- Problem statement -
Swap "one point per instance" for "a single point for each instance" throughout the material below, and give back every line with nothing else changed.

- Coordinate annotation entries -
* START *
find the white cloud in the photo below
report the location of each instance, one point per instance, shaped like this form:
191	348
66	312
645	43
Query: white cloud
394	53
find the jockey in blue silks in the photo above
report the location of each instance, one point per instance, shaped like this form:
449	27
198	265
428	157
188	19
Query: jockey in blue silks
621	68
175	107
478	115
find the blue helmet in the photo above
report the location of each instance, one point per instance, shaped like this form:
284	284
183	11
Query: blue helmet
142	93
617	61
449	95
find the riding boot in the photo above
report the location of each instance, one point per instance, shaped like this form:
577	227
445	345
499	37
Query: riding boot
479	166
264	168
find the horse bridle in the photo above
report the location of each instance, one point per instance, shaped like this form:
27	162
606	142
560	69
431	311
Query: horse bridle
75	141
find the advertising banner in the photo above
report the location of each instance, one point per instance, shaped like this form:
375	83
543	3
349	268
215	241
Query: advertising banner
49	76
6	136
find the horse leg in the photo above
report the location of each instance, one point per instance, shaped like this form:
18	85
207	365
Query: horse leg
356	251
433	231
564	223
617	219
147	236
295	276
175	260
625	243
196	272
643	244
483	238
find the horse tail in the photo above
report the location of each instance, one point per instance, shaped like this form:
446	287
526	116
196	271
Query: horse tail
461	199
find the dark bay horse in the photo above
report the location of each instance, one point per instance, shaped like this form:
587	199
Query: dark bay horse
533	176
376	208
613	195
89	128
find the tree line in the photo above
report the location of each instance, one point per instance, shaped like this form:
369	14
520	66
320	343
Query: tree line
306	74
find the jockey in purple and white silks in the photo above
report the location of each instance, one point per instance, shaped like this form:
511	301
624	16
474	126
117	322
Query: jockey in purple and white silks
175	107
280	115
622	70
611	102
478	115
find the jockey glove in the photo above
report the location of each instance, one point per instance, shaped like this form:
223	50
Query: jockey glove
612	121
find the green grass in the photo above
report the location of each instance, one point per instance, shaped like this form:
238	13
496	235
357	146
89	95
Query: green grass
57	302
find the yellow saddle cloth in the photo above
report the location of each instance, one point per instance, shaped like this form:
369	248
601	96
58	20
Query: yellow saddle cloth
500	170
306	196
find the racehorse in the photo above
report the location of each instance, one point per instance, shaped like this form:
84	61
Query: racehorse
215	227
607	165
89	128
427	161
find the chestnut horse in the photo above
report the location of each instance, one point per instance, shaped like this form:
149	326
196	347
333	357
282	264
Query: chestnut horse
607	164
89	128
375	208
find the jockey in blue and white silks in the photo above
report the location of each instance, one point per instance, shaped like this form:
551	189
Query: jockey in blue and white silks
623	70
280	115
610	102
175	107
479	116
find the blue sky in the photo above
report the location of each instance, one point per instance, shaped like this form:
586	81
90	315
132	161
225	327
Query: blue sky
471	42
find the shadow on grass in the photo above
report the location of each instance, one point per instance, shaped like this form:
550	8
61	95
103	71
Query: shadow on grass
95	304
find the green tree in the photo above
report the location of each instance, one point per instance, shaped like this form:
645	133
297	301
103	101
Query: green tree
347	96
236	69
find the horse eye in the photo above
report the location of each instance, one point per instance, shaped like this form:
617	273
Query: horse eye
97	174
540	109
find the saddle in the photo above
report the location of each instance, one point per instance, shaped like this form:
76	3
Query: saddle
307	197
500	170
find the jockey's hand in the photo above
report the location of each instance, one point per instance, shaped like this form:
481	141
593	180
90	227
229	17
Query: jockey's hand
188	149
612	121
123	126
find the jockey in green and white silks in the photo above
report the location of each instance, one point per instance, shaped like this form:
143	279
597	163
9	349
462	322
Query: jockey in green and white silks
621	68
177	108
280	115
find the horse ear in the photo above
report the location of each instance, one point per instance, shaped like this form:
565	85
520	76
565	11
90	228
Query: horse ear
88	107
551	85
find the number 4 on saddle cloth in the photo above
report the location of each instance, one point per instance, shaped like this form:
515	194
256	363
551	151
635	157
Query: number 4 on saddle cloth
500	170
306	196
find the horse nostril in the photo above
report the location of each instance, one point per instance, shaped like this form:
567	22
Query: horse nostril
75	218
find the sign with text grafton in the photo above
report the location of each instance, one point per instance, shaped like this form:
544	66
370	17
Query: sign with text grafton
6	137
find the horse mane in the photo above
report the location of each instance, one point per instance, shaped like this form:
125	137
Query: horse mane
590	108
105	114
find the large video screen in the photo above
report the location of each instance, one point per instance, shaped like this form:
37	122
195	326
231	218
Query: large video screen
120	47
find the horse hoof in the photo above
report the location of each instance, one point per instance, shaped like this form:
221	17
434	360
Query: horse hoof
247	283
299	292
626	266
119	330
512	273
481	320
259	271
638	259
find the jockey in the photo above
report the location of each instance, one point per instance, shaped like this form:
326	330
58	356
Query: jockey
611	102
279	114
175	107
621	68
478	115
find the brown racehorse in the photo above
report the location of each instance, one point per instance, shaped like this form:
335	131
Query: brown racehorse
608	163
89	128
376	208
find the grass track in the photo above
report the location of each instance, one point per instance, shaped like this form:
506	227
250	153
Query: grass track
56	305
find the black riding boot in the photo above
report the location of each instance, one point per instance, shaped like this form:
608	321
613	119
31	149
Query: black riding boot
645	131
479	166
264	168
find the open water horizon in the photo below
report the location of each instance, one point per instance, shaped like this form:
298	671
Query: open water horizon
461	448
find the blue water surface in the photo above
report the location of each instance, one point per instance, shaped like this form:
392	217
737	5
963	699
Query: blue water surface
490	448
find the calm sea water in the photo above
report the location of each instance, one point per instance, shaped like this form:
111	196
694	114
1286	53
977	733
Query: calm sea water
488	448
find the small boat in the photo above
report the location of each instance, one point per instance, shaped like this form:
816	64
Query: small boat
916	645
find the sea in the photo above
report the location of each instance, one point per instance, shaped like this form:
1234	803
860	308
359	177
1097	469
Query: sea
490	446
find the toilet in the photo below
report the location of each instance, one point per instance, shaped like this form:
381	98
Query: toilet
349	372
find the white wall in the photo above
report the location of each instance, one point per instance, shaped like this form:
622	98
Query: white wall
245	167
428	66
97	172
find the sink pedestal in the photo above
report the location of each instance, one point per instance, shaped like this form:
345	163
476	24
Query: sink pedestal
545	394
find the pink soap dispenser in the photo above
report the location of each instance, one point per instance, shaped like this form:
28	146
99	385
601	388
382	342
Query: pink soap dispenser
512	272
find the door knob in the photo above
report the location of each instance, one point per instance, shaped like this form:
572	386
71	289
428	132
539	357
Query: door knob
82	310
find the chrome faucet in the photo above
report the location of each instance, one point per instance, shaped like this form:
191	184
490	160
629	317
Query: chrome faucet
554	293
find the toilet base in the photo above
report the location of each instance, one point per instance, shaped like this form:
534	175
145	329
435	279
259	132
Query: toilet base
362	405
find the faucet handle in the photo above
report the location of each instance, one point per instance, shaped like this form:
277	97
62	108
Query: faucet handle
* END *
- Correct output -
find the white cloud in the photo below
report the location of each instance, a single point for each instance, shaped like this form:
191	348
66	312
645	43
Query: white cloud
394	53
find the jockey in blue silks in the photo above
report the location of each instance, a single point for each instance, shaped like this form:
449	27
198	265
428	157
188	19
Query: jockey in blue silks
621	68
175	107
478	115
find the blue helmet in the photo above
report the location of each instance, a single point for each instance, shaped like this form:
284	284
183	11
Query: blue helmet
142	93
617	61
449	95
find the riding boot in the photo above
report the location of each instance, a single point for each instance, shaped like this form:
577	227
445	345
499	37
Query: riding boot
479	166
264	168
find the horse bridle in the photo above
report the location of each instance, a single point for each instance, shaped like this form:
27	162
606	142
560	69
431	311
Query: horse bridle
75	141
find the advertising banner in the photo above
report the location of each instance, a single point for each instance, shaped like this form:
375	83
543	3
349	268
215	241
Query: advertising banner
49	76
6	136
find the horse leg in the photo above
report the location of each instance, a single point for each instance, shaped like this form:
18	85
207	365
Query: horse leg
356	251
433	231
564	223
617	219
147	236
295	276
175	260
625	243
196	272
643	244
483	238
find the horse tail in the photo above
report the location of each instance, a single point for each instance, shaped like this form:
446	287
526	116
196	271
Query: horse tail
461	199
find the dark bay horse in the photo above
report the location of each instance, a single point for each instance, shaped like this form:
587	199
Query: dark bay horse
533	176
376	208
613	195
89	128
find the tree line in the photo above
report the location of each instance, a single point for each instance, shaped like this form:
369	14
520	66
320	343
Query: tree line
306	74
find the jockey in purple and white silks in the photo above
report the location of each instance, a single point for each instance, shaped like this form:
511	301
624	16
474	126
117	322
Query: jockey in purple and white silks
175	107
280	115
622	70
611	102
478	115
find the jockey glove in the photo above
report the location of each instance, a single point for each instance, shaped like this form:
223	50
Query: jockey glove
612	121
find the green grass in the photo above
report the location of each instance, a single point for each instance, shaped like this form:
238	13
496	235
357	146
89	95
Query: green grass
57	302
find the yellow saddle cloth in the photo above
report the location of each instance, a single point for each instance, shaped like this form:
369	248
601	96
58	20
Query: yellow saddle cloth
500	170
306	196
find the racehorse in the photo above
report the location of each instance, a single point for each instance, shaped like this form:
84	61
Query: racehorse
215	227
607	165
89	128
427	161
find the chestnut horse in the photo above
report the location of each instance, a single point for each instance, shaped like this form:
149	326
196	347
333	357
282	264
Query: chestnut horse
607	164
89	128
375	208
find the jockey in blue and white silks in the photo above
report the location of each instance, a single point for each instance, shaped like this form:
551	189
Query: jockey in blue and white silks
623	70
280	115
610	102
175	107
479	116
find the blue sky in the photo above
report the location of each instance, a single point for each instance, shaped like this form:
586	81
90	315
132	161
225	327
Query: blue sky
471	42
find the shadow on grass in the photo above
report the location of each instance, a single point for each instance, shaped like this form:
550	8
61	95
103	71
Query: shadow on grass
95	304
find the green tree in the photo above
report the location of each instance, a single point for each instance, shaped like this form:
645	133
297	301
103	101
Query: green tree
347	96
236	69
find the horse eye in the photo above
report the location of each instance, a single point for each instance, shaped like this form:
617	273
Query: horse eye
97	174
540	109
find the saddle in the photo above
report the location of each instance, a single point for each instance, shaped like this form:
76	3
Query: saddle
307	197
500	170
find the jockey's hand in the photo above
report the location of each instance, a single point for each instance, shaped like this form:
481	141
593	180
90	227
229	17
Query: jockey's hand
188	149
612	121
123	126
find the jockey in green and white silks in the photo above
report the location of each instance, a single point for each instance, shaped like this form:
143	279
597	163
9	349
462	322
Query: jockey in green and white silks
621	68
177	108
280	115
find the horse ear in the photo above
report the location of each instance, a single point for each instance, shaped like this form:
565	85
520	76
565	11
90	228
Query: horse ear
88	107
551	85
find the number 4 on saddle cloth in the photo above
report the location of each instance, a single point for each instance, shaped like this form:
515	194
256	363
551	151
635	157
Query: number 4 on saddle cloth
500	170
306	196
find the horse nostril in the photo above
report the location of each instance, a single point for each instance, shaped like this form:
567	22
Query: horse nostril
75	218
find the sign with text grafton in the photo above
report the location of each instance, a single point for each instance, shaped like this form:
544	66
370	17
Query: sign with text grafton
6	137
find the horse mane in the photo above
report the location of each instance, a single point for each instance, shaped like this form:
125	137
Query: horse mane
590	108
105	114
find the large video screen in the photo above
report the location of each instance, a single point for each instance, shaped like this form:
37	122
195	326
231	218
Query: large video screen
120	47
find the horse hoof in the photo above
report the location of each instance, a single point for each instance, shaped like this form:
221	17
434	360
Query: horse hoof
247	283
299	292
626	266
119	330
512	273
481	320
259	271
638	259
find the jockey in the photo above
report the location of each instance, a single point for each instance, shaped like this form:
326	330
58	356
Query: jockey
611	102
279	114
175	107
621	68
478	115
find the brown racehorse in the photo above
report the location of each instance, a single point for each instance, shaped like this form:
335	131
Query: brown racehorse
608	163
89	128
376	208
find the grass track in the photo above
report the location of each instance, a single point for each instance, shaped like this form:
506	227
250	153
Query: grass track
56	305
find the black riding boot in the photo above
report the location of each instance, a single point for each instance, shaped like this form:
608	321
613	119
31	149
Query: black riding boot
645	131
479	166
264	168
find the open water horizon in the photo below
report the location of each instance, a single point for each instance, shaped like this form:
298	671
Query: open water horizon
461	448
find the blue water surface in the photo above
report the location of each instance, a single point for each instance, shaped like this form:
392	217
737	5
963	699
Query: blue water surface
490	448
find the calm sea water in the photo above
report the location of each instance, a single point for each instance, shaped like this form:
111	196
694	114
1286	53
977	733
Query: calm sea water
488	448
find the small boat in the photo above
report the location of each instance, a single point for each instance, shaped like this form:
816	64
Query: small boat
916	645
find the sea in the photo above
report the location of each instance, a single point for each instance, shaped like this form:
1234	803
860	308
359	177
1097	469
Query: sea
490	446
find the toilet in the photo below
report the location of each instance, a single point for each instance, shaped like this form:
381	98
Query: toilet
349	372
find the white wall in the photo above
report the location of each instance, a single point for each instance, shaped like this form:
622	98
Query: white wall
245	167
428	66
97	172
find the sink pedestal in the photo above
report the location of each instance, a single point for each instance, shaped like this form:
345	163
476	24
Query: sink pedestal
545	394
find the pink soap dispenser in the photo above
report the location of each instance, a single point for each instance, shaped like this form:
28	146
99	385
601	388
382	342
Query: pink soap dispenser
512	272
find the door knob in the photo above
report the location of each instance, a single point for each instance, shaped like this form:
572	386
71	289
428	132
539	357
Query: door knob
82	310
find the chrome faucet in the photo above
report the location of each instance, a single point for each instance, shaped like this form:
191	184
490	160
629	317
Query: chrome faucet
554	293
find the toilet base in the photo above
report the location of each instance, a single point for each instance, shaped like this form:
534	175
145	329
435	279
259	132
Query: toilet base
362	405
find the faucet handle in the photo above
report the location of each instance, a single point for each instance, shaped like this form:
277	97
62	108
Query: faucet handle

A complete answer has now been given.